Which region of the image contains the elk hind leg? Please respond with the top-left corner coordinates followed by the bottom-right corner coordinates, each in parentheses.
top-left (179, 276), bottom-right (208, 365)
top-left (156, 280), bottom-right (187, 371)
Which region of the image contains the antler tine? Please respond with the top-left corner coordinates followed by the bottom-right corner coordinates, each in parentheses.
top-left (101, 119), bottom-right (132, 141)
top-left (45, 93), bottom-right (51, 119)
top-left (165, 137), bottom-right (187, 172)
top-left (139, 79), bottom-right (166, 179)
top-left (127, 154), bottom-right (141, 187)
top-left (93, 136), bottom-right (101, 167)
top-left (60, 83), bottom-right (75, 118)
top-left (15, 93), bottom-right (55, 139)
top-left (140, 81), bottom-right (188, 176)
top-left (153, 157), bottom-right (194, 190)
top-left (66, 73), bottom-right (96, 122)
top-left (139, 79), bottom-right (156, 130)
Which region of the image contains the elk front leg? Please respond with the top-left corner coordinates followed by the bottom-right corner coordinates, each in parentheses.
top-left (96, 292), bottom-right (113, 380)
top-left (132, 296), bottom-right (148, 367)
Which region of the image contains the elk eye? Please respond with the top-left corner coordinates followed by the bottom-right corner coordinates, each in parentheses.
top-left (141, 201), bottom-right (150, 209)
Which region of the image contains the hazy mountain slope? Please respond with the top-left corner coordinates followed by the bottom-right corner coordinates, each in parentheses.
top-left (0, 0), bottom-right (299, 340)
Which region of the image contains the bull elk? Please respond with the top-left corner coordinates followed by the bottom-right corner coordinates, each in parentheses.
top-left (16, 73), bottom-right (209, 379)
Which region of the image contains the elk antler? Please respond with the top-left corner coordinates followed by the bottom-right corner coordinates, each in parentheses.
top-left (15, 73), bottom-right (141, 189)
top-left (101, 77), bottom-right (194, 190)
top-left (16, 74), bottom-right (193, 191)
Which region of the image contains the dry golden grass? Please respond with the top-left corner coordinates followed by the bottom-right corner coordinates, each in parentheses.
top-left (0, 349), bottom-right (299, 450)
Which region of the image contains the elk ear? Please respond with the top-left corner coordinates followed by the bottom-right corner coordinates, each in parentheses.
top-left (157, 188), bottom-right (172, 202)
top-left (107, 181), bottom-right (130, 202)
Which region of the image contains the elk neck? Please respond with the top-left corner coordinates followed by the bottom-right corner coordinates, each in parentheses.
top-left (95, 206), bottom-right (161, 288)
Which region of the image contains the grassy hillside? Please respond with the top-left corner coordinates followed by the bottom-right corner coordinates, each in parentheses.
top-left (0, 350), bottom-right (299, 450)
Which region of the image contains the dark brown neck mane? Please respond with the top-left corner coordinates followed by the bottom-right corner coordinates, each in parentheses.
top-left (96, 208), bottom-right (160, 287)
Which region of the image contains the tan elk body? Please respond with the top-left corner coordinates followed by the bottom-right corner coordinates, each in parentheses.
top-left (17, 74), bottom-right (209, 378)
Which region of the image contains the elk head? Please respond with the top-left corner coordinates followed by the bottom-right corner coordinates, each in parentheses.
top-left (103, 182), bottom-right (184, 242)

◆ ◆ ◆

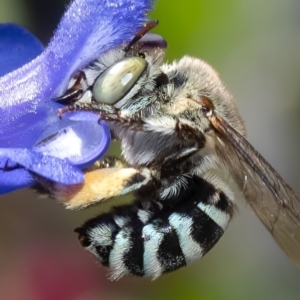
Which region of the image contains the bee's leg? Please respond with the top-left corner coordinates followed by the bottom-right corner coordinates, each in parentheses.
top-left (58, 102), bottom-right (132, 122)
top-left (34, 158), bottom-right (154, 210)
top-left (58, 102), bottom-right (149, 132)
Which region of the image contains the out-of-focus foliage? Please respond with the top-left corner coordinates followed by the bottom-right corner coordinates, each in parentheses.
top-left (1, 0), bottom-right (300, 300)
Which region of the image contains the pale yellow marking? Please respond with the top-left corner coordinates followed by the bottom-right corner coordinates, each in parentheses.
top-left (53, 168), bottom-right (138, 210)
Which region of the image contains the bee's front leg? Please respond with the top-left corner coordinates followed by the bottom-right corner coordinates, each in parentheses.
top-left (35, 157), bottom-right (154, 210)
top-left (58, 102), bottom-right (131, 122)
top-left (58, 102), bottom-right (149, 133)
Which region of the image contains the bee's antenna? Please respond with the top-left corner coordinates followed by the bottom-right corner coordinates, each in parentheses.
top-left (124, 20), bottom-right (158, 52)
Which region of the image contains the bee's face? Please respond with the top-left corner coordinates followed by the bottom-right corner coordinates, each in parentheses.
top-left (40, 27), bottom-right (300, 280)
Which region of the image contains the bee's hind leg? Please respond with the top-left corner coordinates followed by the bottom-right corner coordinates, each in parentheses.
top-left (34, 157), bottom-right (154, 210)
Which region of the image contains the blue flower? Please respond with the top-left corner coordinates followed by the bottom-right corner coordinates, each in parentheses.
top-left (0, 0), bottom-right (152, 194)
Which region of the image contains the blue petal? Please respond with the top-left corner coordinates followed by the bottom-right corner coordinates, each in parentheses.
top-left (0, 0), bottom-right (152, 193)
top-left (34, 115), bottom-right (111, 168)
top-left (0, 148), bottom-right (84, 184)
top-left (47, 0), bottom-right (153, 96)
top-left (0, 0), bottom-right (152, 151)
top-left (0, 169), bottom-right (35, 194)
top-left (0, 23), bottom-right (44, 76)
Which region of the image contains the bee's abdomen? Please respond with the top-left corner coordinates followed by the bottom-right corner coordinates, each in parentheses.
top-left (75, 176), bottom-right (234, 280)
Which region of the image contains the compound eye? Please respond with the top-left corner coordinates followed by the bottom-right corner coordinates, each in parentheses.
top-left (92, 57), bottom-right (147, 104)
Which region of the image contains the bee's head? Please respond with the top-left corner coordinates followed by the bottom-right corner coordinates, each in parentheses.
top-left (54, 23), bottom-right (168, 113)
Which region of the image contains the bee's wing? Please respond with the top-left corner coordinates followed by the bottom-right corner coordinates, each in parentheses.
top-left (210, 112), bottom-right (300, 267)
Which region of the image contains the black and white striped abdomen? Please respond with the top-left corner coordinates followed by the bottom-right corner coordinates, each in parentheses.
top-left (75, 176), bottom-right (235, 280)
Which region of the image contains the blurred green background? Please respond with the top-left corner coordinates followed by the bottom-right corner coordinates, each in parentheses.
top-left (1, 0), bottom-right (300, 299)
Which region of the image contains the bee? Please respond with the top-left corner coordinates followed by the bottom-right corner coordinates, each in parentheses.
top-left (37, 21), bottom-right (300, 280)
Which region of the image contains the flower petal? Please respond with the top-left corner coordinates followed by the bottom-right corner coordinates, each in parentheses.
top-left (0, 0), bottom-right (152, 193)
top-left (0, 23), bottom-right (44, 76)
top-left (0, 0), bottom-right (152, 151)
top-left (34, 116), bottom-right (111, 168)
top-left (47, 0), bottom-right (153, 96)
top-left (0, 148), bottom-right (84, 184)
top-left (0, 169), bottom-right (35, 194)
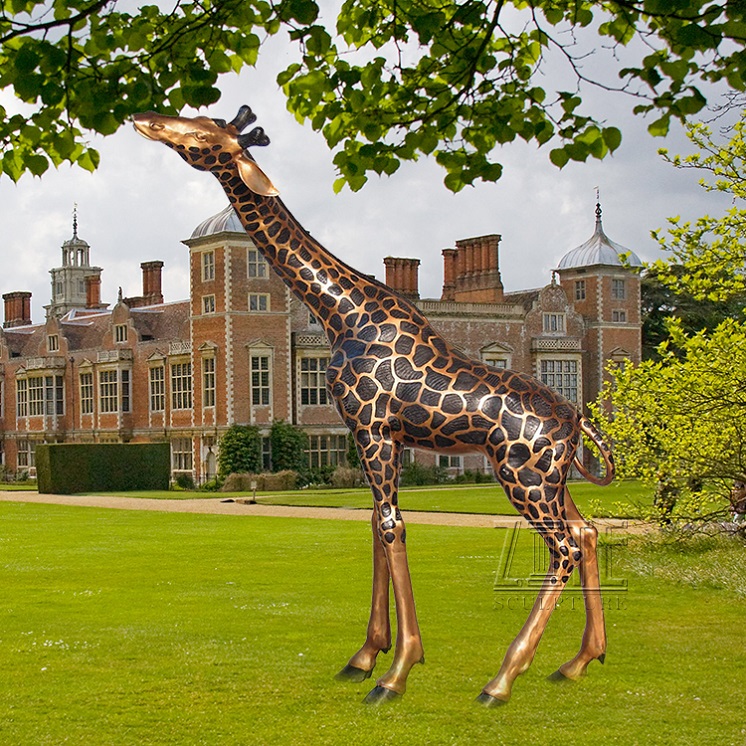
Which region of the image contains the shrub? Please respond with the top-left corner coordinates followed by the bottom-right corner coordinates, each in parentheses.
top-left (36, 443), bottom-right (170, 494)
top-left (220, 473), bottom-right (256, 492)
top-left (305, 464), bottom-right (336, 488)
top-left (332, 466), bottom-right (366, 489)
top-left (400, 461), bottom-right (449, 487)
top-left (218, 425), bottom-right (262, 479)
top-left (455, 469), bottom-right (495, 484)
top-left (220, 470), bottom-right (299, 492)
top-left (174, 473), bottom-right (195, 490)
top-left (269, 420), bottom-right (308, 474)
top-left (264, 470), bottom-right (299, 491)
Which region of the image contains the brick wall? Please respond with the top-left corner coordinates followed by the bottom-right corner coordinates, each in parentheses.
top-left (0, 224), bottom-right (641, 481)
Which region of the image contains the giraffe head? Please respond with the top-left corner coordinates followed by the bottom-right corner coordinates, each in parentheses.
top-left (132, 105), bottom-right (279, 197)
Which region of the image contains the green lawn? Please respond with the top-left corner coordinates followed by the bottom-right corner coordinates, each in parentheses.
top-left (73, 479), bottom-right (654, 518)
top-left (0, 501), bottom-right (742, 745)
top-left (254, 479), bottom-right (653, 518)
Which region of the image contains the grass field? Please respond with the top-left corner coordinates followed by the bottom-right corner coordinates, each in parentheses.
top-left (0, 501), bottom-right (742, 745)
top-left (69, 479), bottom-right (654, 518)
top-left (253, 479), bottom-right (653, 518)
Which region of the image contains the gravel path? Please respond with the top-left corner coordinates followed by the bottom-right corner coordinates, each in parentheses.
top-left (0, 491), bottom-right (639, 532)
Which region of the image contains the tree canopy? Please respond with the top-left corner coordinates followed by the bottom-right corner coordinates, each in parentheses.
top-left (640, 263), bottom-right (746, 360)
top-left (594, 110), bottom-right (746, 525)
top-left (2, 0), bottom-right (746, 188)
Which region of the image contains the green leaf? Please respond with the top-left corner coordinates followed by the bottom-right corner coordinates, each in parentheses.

◆ ◆ ◆

Print, from the entries above, the line with "Which region of the image contains the tree", the line with "Which region of the image contains the green leaf?" and all lines between them, exactly and with nothing else.

- **ANSWER SPACE**:
Which region of the image contains the tree canopy? Please respond with the top-left corner coordinates followed by the bottom-right corner coordinates, each in parentheses.
top-left (640, 263), bottom-right (746, 360)
top-left (594, 110), bottom-right (746, 525)
top-left (2, 0), bottom-right (746, 188)
Which region of the image contains the green leaf? Please respond with the top-left corner coordinates followed by the bottom-right corner coordinates, each in parentheses.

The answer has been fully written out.